AIM OF THE EXERCISE:
Write out every entry word for word.

(Stored dataset items)
______
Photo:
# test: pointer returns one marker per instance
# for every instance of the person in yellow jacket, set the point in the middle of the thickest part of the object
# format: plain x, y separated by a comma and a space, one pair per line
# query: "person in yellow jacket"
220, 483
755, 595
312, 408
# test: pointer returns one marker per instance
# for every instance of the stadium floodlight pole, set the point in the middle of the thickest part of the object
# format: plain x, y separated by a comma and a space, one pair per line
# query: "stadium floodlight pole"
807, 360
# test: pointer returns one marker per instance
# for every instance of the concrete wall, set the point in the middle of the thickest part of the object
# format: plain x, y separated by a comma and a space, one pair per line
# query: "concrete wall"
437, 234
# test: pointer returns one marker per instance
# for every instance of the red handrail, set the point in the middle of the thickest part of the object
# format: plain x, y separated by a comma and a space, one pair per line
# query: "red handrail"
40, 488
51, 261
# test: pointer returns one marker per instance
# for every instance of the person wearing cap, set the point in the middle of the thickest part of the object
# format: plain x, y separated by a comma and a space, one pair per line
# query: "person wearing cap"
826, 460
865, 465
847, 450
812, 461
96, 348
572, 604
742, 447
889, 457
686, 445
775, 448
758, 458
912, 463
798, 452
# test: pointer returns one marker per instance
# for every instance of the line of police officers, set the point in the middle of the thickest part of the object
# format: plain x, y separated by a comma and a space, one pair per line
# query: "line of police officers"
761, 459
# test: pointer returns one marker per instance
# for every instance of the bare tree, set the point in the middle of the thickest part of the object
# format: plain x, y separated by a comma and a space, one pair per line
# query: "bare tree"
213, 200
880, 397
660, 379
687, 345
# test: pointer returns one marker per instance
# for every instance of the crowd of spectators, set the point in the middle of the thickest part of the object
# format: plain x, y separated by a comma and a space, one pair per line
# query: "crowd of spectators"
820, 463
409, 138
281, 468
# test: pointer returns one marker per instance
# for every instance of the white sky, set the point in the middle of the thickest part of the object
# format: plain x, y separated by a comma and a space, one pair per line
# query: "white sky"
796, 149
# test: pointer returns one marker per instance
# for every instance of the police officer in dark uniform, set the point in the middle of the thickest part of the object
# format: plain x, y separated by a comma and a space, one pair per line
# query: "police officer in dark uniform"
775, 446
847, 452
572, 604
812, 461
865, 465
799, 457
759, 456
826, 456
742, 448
______
ANSWER BELOW:
Photo:
# test: pointer returns one marker per instance
# for every instance of the person in yellow jacket, set the point in the middle of the thickest part of the object
# format: plain x, y separated by a comma and a space, one pair per line
# query: "person in yellow jacket"
220, 483
755, 595
312, 408
# test: pointer returns one marker per instance
# for every instance of the stadium floodlight pole, set the point in the middle of the thickest part of the object
# format: plain x, y separated by a comma and a space, one pair per line
# query: "stadium floodlight pole"
807, 360
# test: pointer returns one marker per instance
# for every instance of the concrete wall, set the point in the middle of the thickest part of the object
# format: plain x, y separated by a comma and a space, one pair per line
# query: "concrete wall"
437, 234
# test: pointer returns one marker per instance
# for every instance of the red handrail, set the point in the middle of the thickest part of the object
# format: plain x, y separated by a comma and a space, one pair per line
# query: "red handrail"
40, 488
51, 261
# test: pointer returns one marker per instance
# for every instance of the person wearing cap, set the point in the middle of the thickest part of the object
# format: plain x, y separated by a comma and a space, one pair per line
# query: "person wearing cap"
826, 460
865, 465
847, 450
812, 461
96, 348
572, 604
742, 447
889, 457
686, 445
775, 448
758, 458
912, 463
798, 452
# test: pointer returns one marker per instance
# for every instance of the line of police officers, set the point in the middle of the thickest part of the object
# format: plain x, y separated by a comma and a space, one pair per line
# query: "line of police officers"
761, 459
# test: pointer returns one marker per instance
# for every instance of the bare tree, set the point in the middle of the thickest part of the object
# format: plain x, y separated by a comma and a space, one pair per line
# query: "bare tree"
213, 200
880, 397
660, 379
687, 345
# test: pointer returns one marker per instance
# for every instance of the crowd of spectators, set the point in the middle of the thickest part of the object
# format: plain x, y separated by a comma and a space, one pair per line
# query: "crowd of spectators"
820, 463
409, 138
281, 468
# test: pointer returns one marker per instance
# for every instance of the white sky, set the point in the middle of the thickest part of the object
# format: plain x, y separated by a comma and a space, one pair per line
# query: "white sky"
796, 149
# test: pointer returns one marker per instance
# for every instance of the police officer in dark uniform, set the point in the middle of the thickest part of the object
# format: plain x, y separated by a comma and a space, one pair per line
# query: "police officer in dark uniform"
775, 446
847, 452
572, 604
812, 461
865, 465
799, 457
759, 456
826, 456
742, 448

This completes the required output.